Aim of the exercise: Pull every line of the data below and reproduce each one word for word, without changes.

Items:
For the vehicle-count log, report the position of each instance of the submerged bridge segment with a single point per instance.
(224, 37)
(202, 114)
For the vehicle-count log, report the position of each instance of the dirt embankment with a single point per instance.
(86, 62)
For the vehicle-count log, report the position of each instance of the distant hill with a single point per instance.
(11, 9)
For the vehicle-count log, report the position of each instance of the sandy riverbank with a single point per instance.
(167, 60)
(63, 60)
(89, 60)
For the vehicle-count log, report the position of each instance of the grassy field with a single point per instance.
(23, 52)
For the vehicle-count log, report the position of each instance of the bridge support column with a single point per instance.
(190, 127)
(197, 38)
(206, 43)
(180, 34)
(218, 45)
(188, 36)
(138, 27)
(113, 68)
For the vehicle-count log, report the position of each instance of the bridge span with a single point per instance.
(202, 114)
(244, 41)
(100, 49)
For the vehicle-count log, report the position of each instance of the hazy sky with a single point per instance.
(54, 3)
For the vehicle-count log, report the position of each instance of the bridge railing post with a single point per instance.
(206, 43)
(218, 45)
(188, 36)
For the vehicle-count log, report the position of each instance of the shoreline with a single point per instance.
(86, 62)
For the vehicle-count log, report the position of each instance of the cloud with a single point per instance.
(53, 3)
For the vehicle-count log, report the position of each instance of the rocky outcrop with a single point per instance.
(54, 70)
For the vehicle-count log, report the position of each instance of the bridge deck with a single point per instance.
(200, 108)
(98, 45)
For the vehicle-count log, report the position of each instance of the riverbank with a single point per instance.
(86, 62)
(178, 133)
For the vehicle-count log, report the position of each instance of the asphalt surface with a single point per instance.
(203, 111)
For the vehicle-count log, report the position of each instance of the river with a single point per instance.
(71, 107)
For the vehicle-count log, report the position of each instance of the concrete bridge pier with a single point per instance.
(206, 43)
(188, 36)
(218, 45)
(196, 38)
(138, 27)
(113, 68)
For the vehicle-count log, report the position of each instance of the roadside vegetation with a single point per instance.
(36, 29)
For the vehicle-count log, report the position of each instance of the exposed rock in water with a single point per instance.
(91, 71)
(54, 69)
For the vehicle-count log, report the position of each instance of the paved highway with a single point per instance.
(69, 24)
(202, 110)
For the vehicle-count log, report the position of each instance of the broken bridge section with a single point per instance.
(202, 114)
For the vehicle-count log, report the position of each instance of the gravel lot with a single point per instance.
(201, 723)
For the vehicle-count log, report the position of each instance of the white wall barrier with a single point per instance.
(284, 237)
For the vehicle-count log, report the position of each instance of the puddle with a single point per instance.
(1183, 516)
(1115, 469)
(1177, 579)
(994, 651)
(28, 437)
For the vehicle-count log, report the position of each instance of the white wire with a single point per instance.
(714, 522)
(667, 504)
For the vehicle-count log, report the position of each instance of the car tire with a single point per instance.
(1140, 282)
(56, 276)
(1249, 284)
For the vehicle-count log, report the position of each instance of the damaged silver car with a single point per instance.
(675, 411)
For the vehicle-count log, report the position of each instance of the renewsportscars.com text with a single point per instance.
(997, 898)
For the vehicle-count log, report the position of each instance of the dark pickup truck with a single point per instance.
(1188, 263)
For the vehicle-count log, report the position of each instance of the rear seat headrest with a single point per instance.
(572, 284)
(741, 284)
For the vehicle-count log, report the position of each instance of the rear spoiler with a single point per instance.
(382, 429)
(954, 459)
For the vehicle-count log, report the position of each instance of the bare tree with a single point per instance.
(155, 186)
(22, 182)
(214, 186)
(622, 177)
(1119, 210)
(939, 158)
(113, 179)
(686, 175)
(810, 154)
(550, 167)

The answer:
For the vehicle-count log, report the position of each instance of the submerged bridge segment with a single point per instance.
(224, 37)
(202, 114)
For the vehicle-count log, report the position of each instance of the dirt embankment with a single point per instance.
(86, 62)
For the vehicle-count log, report the position of each instance of the distant hill with a single point per instance.
(11, 9)
For the vehicle-count log, report the position of each instance of the sandy riverbank with a single point per instance.
(167, 60)
(63, 60)
(89, 60)
For the vehicle-count log, report the position of each instance of the grassy field with a single point per instance.
(23, 52)
For the vehicle-count log, report the position of each instance of the bridge support column with a single point per instance.
(190, 127)
(197, 38)
(206, 43)
(180, 34)
(218, 45)
(188, 36)
(138, 27)
(113, 68)
For the vehicle-count log, report the position of each instance of the bridge span with a single point per instance.
(202, 114)
(244, 41)
(100, 49)
For the vehicle-count log, report the position of each instance of the hazy sky with a single point per instance.
(54, 3)
For the vehicle-count log, report the position of each instance of the bridge railing post with a single point per instance.
(206, 43)
(218, 45)
(188, 36)
For the vehicle-count log, report the position of each instance of the shoreline with a single point per instance.
(86, 62)
For the vehicle-count log, report the position of each instance of the cloud with a single point per instance.
(53, 3)
For the vehicle-count log, report the position of each instance of the rocky outcrop with a single point per instance.
(54, 70)
For the vehicle-count log, report the position of each instance of the bridge deck with a single point per instance.
(200, 108)
(98, 45)
For the vehicle-count log, report the position of each instance of the riverbank with a single point per instance.
(86, 62)
(178, 133)
For the vehicle-count log, report the position of each instance of the asphalt surface with a single point per instance.
(203, 111)
For the vehicle-count log, report the position of each instance of the river with a single point per instance.
(71, 107)
For the vehicle-count log, report the position of each instance of the concrete bridge pier with a single point per instance.
(206, 43)
(188, 36)
(218, 45)
(196, 38)
(138, 27)
(113, 68)
For the vehicle-count log, report the position of each instance of the roadside vegetation with a single point per instance.
(36, 29)
For the vehicle-count log, report the position of each instance of the exposed rock in water with a single point per instance.
(91, 71)
(54, 69)
For the vehicle-count log, report the position of each instance of the paved highway with a single point per instance.
(69, 24)
(202, 110)
For the vehicle-count log, report the position of each instance of the broken bridge section with a single point per instance.
(202, 114)
For the vehicle-count log, report the position of each instance of the gravel lot with a single point per instance.
(201, 723)
For the vehicle-count log, report the position of each instance of the white wall barrier with a single point per instance.
(284, 237)
For the vehicle-count log, report the position of each instance of the puddle with a single point per instance.
(1183, 516)
(1115, 469)
(1177, 579)
(994, 651)
(28, 437)
For the vehicle-count log, report the position of each instance of the white wire with a single point per instance.
(714, 522)
(667, 504)
For the vehicle-count log, report the position of each instance of the car tire with a single point per instance.
(1140, 282)
(56, 276)
(1249, 284)
For the vehicle-count log, report the position of each instance of the damaged silver car with a single point per instance.
(675, 411)
For the vehicle-count log, report the position of each instance of the renewsportscars.com text with a single point per instance.
(997, 898)
For the vehicle-count log, report the position of each instance of the dark pickup truck with a single point per instance.
(1188, 263)
For the vehicle-count log, report the position of each instance of the rear seat headrest with a single point per instance.
(572, 284)
(741, 284)
For the vehicle-count log, report the position of each instance of the rear spoiler with a single point per instance.
(382, 429)
(954, 459)
For the vehicle-count log, report the position of each instance of the bare tree with a single point per instance.
(155, 186)
(22, 182)
(214, 186)
(622, 177)
(1119, 210)
(939, 158)
(113, 179)
(686, 175)
(810, 154)
(550, 167)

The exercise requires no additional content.